*EXERCISE TASK 1*
Count the lines in the records that contain the word "building", and give only the number.

# Bonanza



## Pyotr (Feb 26, 2013)

Been watching Bonanza via Neflix starting from season 1. Dissapointed that they only have two seasons ; it ran for 14. My favorite is Adam. Cool, calm, collected - always does the right thing. I believe Adam left the show after 11 years-it was never the same after that. So who was your favorite Cartwright?


----------



## Posie (Aug 18, 2013)

Why is there an option to not like any of them, but not an option to like all of them?

...or an option that says "I like all of the sons, but not the dad."

...or "I just hate those nasty villains."

*Catchy opening theme is now playing in my head*


----------



## SixFootScowl (Oct 17, 2011)

I remember Hoss and the theme song. I'd have to watch a couple episodes on You Tube in order to vote.


----------



## brotagonist (Jul 11, 2013)

We had it on every Sunday night, I'm sure, but I barely remember it. I must have been about 10 years old, or younger, when it ran.


----------



## elgar's ghost (Aug 8, 2010)

I can vaguely remember Bonanza towards the end and I also remember hearing about Dan Blocker's death. There was quite a bit of Western stuff on UK TV then - Bonanza, Alias Smith & Jones, Branded (although that was filmed in the mid-60s it didn't hit the UK until a few years later) and The High Chaparral are the ones I recall from the late 60s/early 70s.


----------



## Art Rock (Nov 28, 2009)

Posie said:


> *Catchy opening theme is now playing in my head*


This. A nice childhood memory.


----------

*Pointing dataset excerpts*

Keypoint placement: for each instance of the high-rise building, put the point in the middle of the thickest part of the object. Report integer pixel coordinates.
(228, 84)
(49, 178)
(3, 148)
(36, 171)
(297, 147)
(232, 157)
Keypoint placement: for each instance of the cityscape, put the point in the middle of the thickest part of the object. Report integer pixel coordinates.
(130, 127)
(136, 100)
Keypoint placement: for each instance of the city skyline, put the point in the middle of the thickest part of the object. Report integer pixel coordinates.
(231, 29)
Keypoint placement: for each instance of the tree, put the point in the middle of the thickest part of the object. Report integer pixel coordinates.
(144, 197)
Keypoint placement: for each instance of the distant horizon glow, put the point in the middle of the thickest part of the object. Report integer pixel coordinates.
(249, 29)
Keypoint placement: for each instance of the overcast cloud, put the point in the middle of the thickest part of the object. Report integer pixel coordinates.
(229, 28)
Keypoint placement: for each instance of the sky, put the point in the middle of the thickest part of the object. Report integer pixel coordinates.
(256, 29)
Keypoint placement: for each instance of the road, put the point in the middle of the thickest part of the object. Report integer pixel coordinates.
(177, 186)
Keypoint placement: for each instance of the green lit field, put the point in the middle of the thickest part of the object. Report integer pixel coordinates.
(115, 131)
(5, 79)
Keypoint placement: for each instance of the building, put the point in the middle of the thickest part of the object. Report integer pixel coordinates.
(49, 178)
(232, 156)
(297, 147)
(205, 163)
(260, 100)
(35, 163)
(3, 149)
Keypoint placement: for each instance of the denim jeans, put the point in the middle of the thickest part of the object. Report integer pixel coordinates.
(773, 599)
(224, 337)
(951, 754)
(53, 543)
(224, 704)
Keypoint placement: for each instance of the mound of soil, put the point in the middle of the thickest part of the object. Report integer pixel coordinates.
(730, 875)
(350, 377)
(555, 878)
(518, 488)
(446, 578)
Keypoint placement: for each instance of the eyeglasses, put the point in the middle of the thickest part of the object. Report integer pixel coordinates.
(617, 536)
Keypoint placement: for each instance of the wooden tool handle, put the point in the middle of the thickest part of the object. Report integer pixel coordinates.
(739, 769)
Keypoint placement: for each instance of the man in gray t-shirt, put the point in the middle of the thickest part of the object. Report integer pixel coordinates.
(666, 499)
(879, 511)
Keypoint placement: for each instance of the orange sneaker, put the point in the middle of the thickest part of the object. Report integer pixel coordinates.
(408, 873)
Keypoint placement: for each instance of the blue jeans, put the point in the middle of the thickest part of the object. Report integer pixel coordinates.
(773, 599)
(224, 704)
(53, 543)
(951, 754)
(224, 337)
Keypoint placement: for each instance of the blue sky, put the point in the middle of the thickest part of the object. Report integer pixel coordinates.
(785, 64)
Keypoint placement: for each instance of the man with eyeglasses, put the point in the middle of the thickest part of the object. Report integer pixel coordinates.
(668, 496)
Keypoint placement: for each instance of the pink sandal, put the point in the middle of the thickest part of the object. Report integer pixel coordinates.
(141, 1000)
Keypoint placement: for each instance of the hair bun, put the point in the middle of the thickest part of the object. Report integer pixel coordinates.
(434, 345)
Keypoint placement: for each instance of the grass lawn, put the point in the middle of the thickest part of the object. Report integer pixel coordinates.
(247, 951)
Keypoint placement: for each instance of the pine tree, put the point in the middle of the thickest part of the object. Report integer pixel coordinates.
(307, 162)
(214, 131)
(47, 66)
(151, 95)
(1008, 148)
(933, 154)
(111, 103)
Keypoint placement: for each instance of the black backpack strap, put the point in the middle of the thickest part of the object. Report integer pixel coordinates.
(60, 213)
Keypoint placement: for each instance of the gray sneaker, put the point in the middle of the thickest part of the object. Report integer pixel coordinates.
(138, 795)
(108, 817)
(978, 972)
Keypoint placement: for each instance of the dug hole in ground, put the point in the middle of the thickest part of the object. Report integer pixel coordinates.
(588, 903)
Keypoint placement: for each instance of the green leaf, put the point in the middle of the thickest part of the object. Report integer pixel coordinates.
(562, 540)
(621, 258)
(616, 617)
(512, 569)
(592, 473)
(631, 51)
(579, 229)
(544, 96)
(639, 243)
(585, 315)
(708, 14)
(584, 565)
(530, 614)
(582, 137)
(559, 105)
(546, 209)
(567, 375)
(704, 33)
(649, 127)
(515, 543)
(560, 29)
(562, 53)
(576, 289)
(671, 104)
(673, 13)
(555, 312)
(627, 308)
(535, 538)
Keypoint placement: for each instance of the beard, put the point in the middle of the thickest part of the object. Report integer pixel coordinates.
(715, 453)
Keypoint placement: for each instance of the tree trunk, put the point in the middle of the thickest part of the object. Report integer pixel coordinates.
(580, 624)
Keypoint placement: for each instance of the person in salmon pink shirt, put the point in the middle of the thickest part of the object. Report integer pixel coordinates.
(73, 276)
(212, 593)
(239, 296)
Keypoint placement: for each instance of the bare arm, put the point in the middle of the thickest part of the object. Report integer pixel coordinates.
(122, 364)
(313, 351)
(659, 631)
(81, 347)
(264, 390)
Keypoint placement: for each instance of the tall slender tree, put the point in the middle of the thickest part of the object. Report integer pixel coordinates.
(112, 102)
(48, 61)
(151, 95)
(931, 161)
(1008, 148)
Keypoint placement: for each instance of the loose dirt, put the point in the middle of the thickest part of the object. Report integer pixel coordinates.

*EXERCISE TASK 2*
In the Bonanza thread, rename "Adam" to "Hoss" in the part that opens with "Been watching Bonanza" and closes with "(Aug 18, 2013)", then write out that part.

*TASK RESULT 1*
2

*TASK RESULT 2*
Been watching Bonanza via Neflix starting from season 1. Dissapointed that they only have two seasons ; it ran for 14. My favorite is Hoss. Cool, calm, collected - always does the right thing. I believe Hoss left the show after 11 years-it was never the same after that. So who was your favorite Cartwright?


----------



## Posie (Aug 18, 2013)